| THE DATA |
********

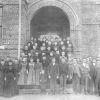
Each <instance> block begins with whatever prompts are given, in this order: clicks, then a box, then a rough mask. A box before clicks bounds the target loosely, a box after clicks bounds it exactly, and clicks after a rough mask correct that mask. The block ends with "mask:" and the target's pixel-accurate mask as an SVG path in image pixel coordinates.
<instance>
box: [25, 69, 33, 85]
mask: <svg viewBox="0 0 100 100" xmlns="http://www.w3.org/2000/svg"><path fill="white" fill-rule="evenodd" d="M27 84H28V85H35V71H34V70H33V69H30V70H29V73H28V78H27Z"/></svg>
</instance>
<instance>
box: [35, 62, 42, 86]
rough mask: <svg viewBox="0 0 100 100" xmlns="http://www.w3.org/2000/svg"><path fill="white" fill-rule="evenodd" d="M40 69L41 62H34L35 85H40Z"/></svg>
mask: <svg viewBox="0 0 100 100" xmlns="http://www.w3.org/2000/svg"><path fill="white" fill-rule="evenodd" d="M41 70H42V64H41V63H40V62H38V63H35V75H36V76H35V85H40V72H41Z"/></svg>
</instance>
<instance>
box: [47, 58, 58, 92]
mask: <svg viewBox="0 0 100 100" xmlns="http://www.w3.org/2000/svg"><path fill="white" fill-rule="evenodd" d="M48 77H49V79H50V89H51V91H52V93H55V92H56V90H57V79H58V78H59V65H58V64H57V63H56V59H55V58H54V57H53V58H52V62H51V63H50V64H49V76H48Z"/></svg>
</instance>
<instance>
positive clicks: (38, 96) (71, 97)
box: [0, 94, 100, 100]
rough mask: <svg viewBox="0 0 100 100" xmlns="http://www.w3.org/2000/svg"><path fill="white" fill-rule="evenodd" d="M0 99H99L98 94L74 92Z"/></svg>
mask: <svg viewBox="0 0 100 100" xmlns="http://www.w3.org/2000/svg"><path fill="white" fill-rule="evenodd" d="M0 100H100V97H98V96H91V95H78V94H77V95H74V94H67V95H55V96H53V95H20V96H15V97H12V98H3V97H1V98H0Z"/></svg>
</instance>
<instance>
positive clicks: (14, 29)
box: [0, 0, 100, 58]
mask: <svg viewBox="0 0 100 100" xmlns="http://www.w3.org/2000/svg"><path fill="white" fill-rule="evenodd" d="M48 11H49V13H48ZM43 12H45V13H43ZM46 13H47V14H46ZM50 13H51V15H52V16H51V18H52V19H51V20H50V19H49V21H48V17H49V14H50ZM47 15H48V16H47ZM41 16H42V17H41ZM54 18H55V19H56V21H55V22H54V21H53V19H54ZM64 18H65V19H64ZM99 18H100V1H99V0H22V3H21V44H20V45H21V49H22V48H23V46H24V44H25V43H26V42H27V41H28V40H30V37H31V36H33V37H35V36H38V35H39V34H36V33H39V32H40V31H50V29H51V30H52V31H55V30H56V29H57V31H60V36H64V35H66V34H67V35H70V37H71V41H72V43H73V45H74V54H75V55H76V56H83V57H84V56H85V57H86V56H93V57H95V56H98V55H99V54H100V19H99ZM63 19H64V20H63ZM38 20H40V21H38ZM59 20H60V21H59ZM64 21H65V22H64ZM52 25H53V26H52ZM51 26H52V27H51ZM61 26H62V27H61ZM44 29H47V30H44ZM18 35H19V0H0V45H5V46H6V48H5V50H0V57H4V58H5V57H6V56H11V57H17V56H18Z"/></svg>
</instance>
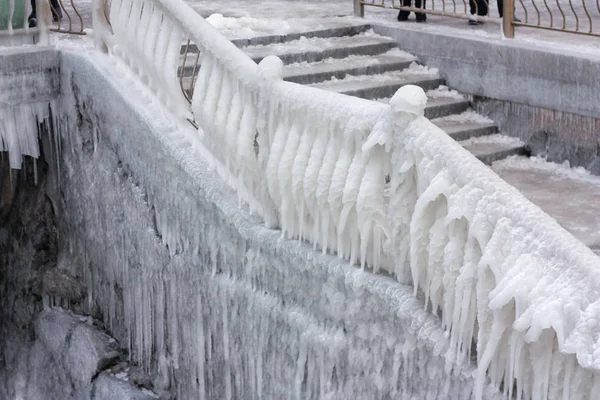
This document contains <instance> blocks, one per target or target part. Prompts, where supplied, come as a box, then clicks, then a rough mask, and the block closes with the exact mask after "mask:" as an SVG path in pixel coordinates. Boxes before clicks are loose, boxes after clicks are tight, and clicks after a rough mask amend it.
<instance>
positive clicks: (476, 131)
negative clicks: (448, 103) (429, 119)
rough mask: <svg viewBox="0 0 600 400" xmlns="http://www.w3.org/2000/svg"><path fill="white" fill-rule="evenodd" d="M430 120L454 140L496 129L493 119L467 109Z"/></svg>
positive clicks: (494, 129) (475, 134) (494, 132)
mask: <svg viewBox="0 0 600 400" xmlns="http://www.w3.org/2000/svg"><path fill="white" fill-rule="evenodd" d="M431 122H433V123H434V124H435V125H437V126H438V127H439V128H441V129H442V130H443V131H445V132H446V133H447V134H448V135H450V136H452V137H454V138H455V139H456V140H465V139H468V138H470V137H475V136H483V135H490V134H492V133H496V131H497V127H496V124H495V123H494V121H492V120H490V119H488V118H485V117H483V116H482V115H480V114H477V113H476V112H474V111H473V110H467V111H465V112H463V113H461V114H453V115H448V116H446V117H441V118H436V119H432V120H431Z"/></svg>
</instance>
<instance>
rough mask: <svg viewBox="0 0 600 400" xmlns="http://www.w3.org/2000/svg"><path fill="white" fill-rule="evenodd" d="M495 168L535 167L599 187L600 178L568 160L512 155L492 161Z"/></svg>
mask: <svg viewBox="0 0 600 400" xmlns="http://www.w3.org/2000/svg"><path fill="white" fill-rule="evenodd" d="M494 169H495V170H503V169H520V170H531V169H535V170H538V171H544V172H547V173H549V174H552V175H556V176H559V177H565V178H569V179H575V180H578V181H582V182H586V183H589V184H591V185H593V186H597V187H600V178H598V176H595V175H592V174H591V173H590V172H589V171H588V170H586V169H585V168H583V167H573V168H572V167H571V166H570V165H569V162H568V161H565V162H563V163H561V164H559V163H554V162H549V161H546V160H545V159H544V158H543V157H519V156H512V157H508V158H505V159H504V160H500V161H496V162H495V163H494Z"/></svg>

********

| REQUIREMENT |
The answer must consist of every line above that holds the string "before", copied exactly.

| SOLUTION TO THE PROBLEM |
Each <instance> block begins with whatever prompts are given, in this order: clicks, then a box, then a rough mask. A box before clicks bounds the target loosely, a box after clicks bounds it exactly, and clicks after a rough mask correct that mask. The block ends with "mask:" and the target's pixel-accurate mask as an SVG path in image pixel coordinates.
This document contains <instance> blocks, one per target or target part. Prompts, where supplied, come as a box, then clicks, then a rough mask, and the block closes with the exact mask after "mask:" as an SVG path in pixel coordinates. Boxes before clicks are loose, boxes after clicks are tight, and clicks after a rough mask amend it.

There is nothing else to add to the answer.